### What you need to do
Report each line of the entries that includes "drawer" by copying it.

### Records supplied
▽

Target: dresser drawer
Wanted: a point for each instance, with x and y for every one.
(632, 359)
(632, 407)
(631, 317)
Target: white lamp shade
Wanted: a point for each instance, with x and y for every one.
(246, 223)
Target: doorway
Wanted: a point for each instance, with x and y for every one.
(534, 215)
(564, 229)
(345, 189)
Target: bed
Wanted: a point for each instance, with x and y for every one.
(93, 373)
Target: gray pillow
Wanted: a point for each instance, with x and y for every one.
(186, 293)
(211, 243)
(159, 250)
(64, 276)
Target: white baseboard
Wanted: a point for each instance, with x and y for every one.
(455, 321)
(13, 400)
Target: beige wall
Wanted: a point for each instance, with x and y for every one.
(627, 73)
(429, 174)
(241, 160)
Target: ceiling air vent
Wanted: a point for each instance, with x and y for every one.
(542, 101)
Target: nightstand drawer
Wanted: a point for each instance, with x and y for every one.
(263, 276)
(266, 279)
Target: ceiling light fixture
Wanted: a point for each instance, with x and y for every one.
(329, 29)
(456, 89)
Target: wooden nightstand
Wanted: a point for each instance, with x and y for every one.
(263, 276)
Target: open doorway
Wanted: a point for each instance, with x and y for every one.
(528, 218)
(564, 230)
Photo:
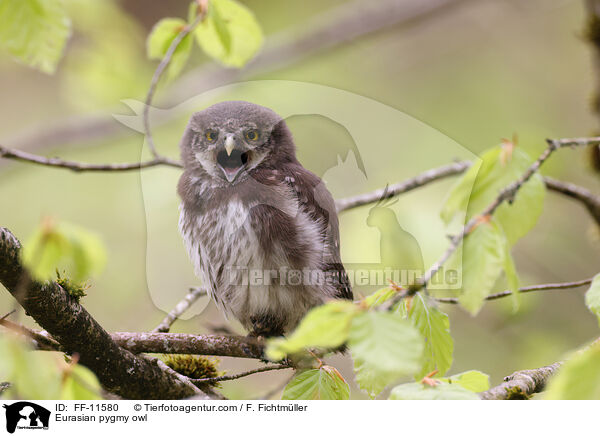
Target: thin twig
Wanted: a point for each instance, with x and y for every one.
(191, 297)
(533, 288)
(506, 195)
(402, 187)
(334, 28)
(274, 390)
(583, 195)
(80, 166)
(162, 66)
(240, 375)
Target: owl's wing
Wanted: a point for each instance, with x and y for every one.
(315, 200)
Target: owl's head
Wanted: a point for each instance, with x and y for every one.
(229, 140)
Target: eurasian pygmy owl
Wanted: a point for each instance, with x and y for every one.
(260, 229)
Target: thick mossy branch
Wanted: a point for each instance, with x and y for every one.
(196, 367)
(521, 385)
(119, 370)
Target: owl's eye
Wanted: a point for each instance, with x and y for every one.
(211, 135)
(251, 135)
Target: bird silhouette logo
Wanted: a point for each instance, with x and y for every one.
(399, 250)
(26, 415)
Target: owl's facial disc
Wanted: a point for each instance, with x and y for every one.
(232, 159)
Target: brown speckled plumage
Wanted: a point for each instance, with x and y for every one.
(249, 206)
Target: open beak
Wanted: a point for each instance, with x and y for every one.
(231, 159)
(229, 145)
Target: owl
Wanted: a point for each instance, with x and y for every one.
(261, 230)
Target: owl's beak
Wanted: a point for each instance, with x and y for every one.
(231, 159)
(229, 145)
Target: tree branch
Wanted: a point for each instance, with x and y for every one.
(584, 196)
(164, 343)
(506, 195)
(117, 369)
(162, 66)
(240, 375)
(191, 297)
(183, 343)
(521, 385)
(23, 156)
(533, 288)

△
▽

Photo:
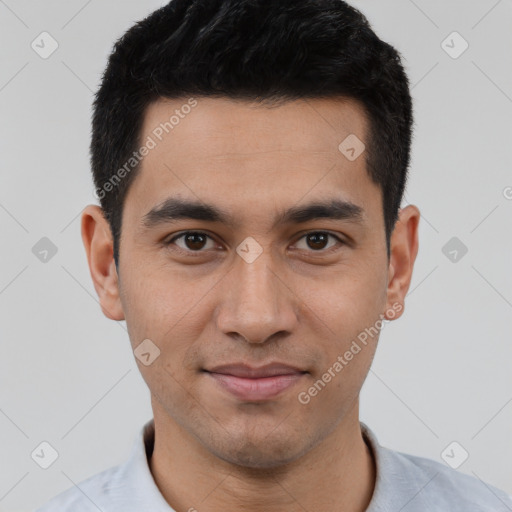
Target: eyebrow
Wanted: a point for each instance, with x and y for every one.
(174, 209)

△
▽

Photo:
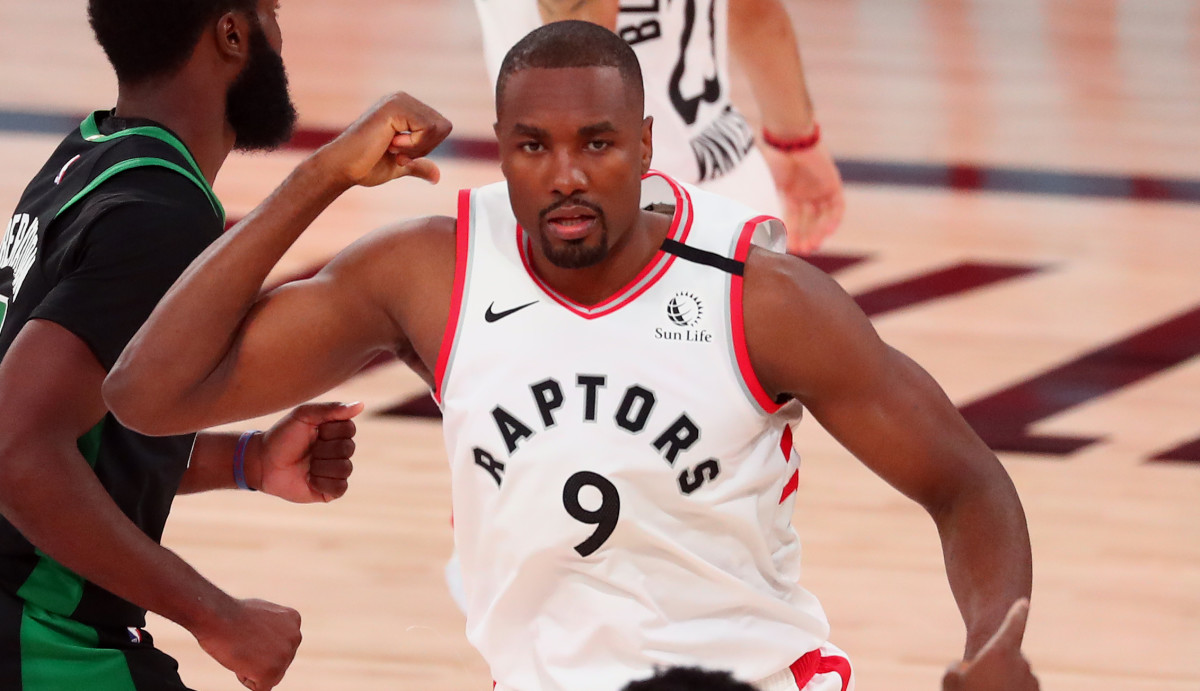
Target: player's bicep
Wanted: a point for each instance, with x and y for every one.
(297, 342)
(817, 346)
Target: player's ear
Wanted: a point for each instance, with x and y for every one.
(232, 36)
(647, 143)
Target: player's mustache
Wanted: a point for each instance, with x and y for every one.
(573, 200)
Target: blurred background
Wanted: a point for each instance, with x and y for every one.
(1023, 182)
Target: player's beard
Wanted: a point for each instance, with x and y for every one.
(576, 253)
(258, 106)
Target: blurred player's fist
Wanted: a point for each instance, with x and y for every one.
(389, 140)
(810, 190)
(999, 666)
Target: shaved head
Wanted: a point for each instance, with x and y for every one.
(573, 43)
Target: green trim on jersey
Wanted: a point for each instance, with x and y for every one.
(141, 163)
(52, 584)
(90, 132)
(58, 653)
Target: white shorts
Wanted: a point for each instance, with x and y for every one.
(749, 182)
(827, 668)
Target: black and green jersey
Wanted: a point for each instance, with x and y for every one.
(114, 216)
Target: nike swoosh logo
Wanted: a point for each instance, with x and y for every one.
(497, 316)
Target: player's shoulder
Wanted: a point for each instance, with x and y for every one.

△

### Answer below
Target: dresser drawer
Target: nightstand drawer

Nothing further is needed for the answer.